[Referring expression data]
Segment Open

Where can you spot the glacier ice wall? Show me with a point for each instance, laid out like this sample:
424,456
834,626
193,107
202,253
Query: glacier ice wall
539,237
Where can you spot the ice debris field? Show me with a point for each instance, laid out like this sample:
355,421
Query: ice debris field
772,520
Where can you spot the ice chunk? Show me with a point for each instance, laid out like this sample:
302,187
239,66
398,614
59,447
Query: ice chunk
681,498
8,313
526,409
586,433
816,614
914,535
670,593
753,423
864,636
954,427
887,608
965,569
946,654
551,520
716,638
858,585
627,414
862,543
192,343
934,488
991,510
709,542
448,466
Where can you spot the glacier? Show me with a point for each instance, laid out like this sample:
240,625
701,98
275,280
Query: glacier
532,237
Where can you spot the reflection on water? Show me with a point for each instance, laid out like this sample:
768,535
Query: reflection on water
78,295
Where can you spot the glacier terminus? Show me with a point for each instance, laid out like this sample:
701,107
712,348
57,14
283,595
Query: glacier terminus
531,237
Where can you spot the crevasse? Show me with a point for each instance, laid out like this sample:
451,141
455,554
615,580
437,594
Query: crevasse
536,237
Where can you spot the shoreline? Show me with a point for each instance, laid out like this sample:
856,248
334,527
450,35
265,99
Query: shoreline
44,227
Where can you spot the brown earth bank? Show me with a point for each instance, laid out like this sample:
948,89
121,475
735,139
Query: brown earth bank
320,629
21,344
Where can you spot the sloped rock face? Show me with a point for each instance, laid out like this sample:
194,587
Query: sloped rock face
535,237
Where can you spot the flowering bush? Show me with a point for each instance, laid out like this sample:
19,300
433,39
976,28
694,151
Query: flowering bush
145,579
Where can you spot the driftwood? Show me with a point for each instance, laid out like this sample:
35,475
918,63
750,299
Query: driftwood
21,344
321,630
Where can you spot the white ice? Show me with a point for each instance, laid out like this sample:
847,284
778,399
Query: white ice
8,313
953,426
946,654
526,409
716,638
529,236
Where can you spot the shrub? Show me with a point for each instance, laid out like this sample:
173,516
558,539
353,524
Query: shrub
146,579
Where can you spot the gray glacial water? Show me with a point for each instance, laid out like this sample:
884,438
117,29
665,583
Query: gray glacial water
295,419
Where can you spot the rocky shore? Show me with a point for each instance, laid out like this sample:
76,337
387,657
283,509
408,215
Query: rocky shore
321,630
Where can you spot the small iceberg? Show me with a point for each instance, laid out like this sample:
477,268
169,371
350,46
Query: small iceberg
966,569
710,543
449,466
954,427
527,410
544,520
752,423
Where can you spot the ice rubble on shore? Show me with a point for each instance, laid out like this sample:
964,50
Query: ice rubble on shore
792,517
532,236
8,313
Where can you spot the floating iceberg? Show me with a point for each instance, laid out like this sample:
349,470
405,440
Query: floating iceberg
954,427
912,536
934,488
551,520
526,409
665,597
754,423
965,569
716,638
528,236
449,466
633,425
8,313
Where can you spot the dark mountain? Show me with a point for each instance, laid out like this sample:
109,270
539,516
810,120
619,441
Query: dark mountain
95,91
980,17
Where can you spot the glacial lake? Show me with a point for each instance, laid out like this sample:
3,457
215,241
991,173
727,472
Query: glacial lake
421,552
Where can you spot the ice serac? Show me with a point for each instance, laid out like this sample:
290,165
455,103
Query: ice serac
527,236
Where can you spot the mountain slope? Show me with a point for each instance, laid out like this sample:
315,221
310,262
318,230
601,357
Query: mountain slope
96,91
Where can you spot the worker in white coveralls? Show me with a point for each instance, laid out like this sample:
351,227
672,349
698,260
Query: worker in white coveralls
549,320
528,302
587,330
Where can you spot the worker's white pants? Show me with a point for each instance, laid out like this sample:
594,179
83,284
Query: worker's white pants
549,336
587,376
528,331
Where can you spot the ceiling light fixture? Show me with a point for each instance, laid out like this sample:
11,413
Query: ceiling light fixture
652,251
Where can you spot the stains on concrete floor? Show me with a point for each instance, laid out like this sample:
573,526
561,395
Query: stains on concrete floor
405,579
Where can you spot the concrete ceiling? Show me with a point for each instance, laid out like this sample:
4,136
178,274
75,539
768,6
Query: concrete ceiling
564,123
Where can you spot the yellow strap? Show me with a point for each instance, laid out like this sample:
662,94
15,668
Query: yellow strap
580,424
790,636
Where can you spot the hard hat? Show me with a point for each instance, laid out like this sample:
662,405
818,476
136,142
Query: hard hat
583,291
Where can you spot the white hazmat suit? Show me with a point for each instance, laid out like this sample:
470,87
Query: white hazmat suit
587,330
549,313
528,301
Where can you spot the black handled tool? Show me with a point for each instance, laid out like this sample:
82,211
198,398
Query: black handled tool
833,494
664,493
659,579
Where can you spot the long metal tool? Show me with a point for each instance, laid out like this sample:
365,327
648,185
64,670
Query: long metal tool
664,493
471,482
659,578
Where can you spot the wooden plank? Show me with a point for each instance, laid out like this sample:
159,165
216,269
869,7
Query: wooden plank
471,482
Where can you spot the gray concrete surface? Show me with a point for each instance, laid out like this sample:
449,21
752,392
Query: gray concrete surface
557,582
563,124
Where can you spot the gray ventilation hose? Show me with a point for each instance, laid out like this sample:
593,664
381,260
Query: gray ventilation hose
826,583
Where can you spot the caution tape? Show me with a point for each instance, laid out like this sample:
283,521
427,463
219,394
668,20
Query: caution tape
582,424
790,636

Segment Closed

__Activity__
Each entry must be printed again exactly as given.

__Answer to this exercise__
Where can you spot the glacier ice wall? Show me with a point for each instance, laid out like this sample:
424,456
834,626
193,107
202,253
Query: glacier ice wall
539,237
Where can you spot the ice debris field? Show me with a point for each instance, laid out like this sample:
355,421
Query: ice debris field
772,520
Where can you spot the ice chunk? Show me with a point for each instance, laid out like this sample:
302,187
239,66
398,614
59,447
Query: ice chunk
681,498
8,313
526,409
586,433
816,614
914,535
670,593
753,423
864,636
954,427
887,608
965,569
946,654
551,520
716,638
858,585
627,414
862,543
192,343
934,488
991,510
709,542
448,466
Where can you spot the glacier? Show me with a point for each instance, laid out like this sample:
240,625
701,98
275,280
Query: glacier
532,237
Where can you spot the reflection on water? Show me with a point for each instance, laid out like this sample:
768,535
Query: reflection on water
78,295
Where can you spot the glacier terminus? Show me with a point for each instance, laid out like this sample:
701,107
712,348
57,14
283,595
Query: glacier terminus
531,237
Where can you spot the crevasse? Show me with a point for each instance, laid out like this sample:
451,141
455,554
615,580
437,594
Query: crevasse
536,237
Where can you spot the shoreline? Show me with a point for each instance, laid out like this sample:
856,248
334,527
450,35
265,99
Query: shoreline
44,227
Where can you spot the brown earth bank? Show me with a point for each instance, laid out like this sample:
948,89
121,475
735,139
Query: brown earth bank
320,629
21,344
Where can you spot the sloped rock face? Show me with a point for each instance, laid out like this sample:
194,587
Query: sloped rock face
535,237
Where can you spot the flowering bush? Show me with a point for each instance, laid out like this sample:
19,300
433,39
976,28
694,151
Query: flowering bush
145,579
Where can you spot the driftwood? Show me with a point for each instance, laid out like this sample:
35,475
918,63
750,299
Query: driftwood
21,344
321,630
Where can you spot the white ice? Show me with a point for each instance, laid out like this sample:
847,284
778,399
Query: white ice
8,313
953,426
946,654
526,409
716,638
529,236
Where can you spot the shrub? Show me with a point for each instance, laid out like this sample:
173,516
558,539
353,524
Query: shrub
146,579
Where can you spot the gray glacial water? Show me with a point for each instance, laid out like this sample:
884,438
117,29
665,583
Query: gray glacial water
295,419
Where can you spot the rocky shore? Show me with a point for each instance, laid out like this sample:
76,337
387,657
283,509
408,215
Query: rocky shore
321,630
Where can you spot the small iceberg? Show me with a point for each instance, laid out like this sample:
477,268
169,371
350,46
Query: small iceberg
966,569
710,543
449,466
954,427
527,410
544,520
752,423
Where can you spot the ice rubble on shore? Show me with a point for each instance, laid out like this sample:
964,50
Query: ice rubble on shore
792,517
532,236
8,313
Where can you spot the floating iceberg? Show me with a point for each instance, laid out like this sample:
349,470
405,440
Query: floating iceberg
954,427
912,536
934,488
551,520
526,409
665,597
754,423
965,569
716,638
528,236
449,466
633,425
8,313
Where can you spot the dark mountain? Show me with a point for each instance, laid out like this sample:
109,270
539,516
810,120
619,441
Query: dark mountain
95,91
980,17
Where can you spot the glacial lake? Show me with a point for each instance, laid out like this sample:
3,457
215,241
991,173
727,472
Query: glacial lake
421,552
Where can you spot the ice serac? Show me with a point for each instance, laid out like this sample:
290,165
455,103
Query: ice serac
527,236
Where can you spot the mountain slope? Show me with a point for each instance, laid out like this sample:
315,221
310,262
318,230
601,357
Query: mountain slope
96,91
Where can you spot the worker in white coveralls? Show me with a point for each instance, laid out like this sample:
351,227
672,349
698,260
Query: worker in white coveralls
549,320
528,302
587,330
Where can you spot the worker's white pants? Show me with a point for each instance, laid out like this sample:
594,179
83,284
Query: worker's white pants
549,336
587,376
528,331
Where can you spot the ceiling light fixture? Show me with a point for each instance, laid out like this sample:
11,413
Query: ceiling light fixture
652,251
Where can you spot the stains on concrete floor? Show me with a point for each instance, laid out like this sample:
573,526
561,395
Query: stains on concrete floor
405,579
Where can you spot the concrete ceiling? Show me with a point for each instance, laid out like this sample:
4,136
178,274
75,539
768,6
Query: concrete ceiling
564,123
Where can you spot the yellow strap? Show me with a point for each instance, laid out like this sample:
662,94
15,668
Query: yellow strap
580,424
790,636
Where can you spot the hard hat? Show me with a point for each instance, laid out like this sample:
662,405
818,476
136,142
Query: hard hat
583,291
Where can you spot the white hazmat suit? Show me with a point for each instance, laid out like this sample:
470,87
Query: white hazmat suit
587,330
549,313
528,301
Where can you spot the black handled tool? Show me with a point for each instance, laid out like this sample:
82,211
198,398
Query: black handled tool
833,494
664,493
659,579
Where can you spot the long metal tool? Show me with a point for each instance, laid out like this sample:
365,327
648,185
64,670
Query: long metal tool
664,493
471,482
659,578
Where can you spot the wooden plank? Show me with a point for each instance, laid out like this sample:
159,165
216,269
869,7
Query: wooden plank
471,482
Where can you spot the gray concrete surface? Show me with a point for each instance, laid out like this sample:
449,21
752,392
Query: gray concrete surface
557,582
563,124
Where can you spot the gray ventilation hose? Show me with a point for each instance, laid out like this sample:
593,664
381,260
Query: gray ventilation hose
826,583
Where can you spot the caution tape? Show me with a point for each instance, laid out like this sample:
283,521
427,463
219,394
668,20
Query: caution tape
582,424
790,636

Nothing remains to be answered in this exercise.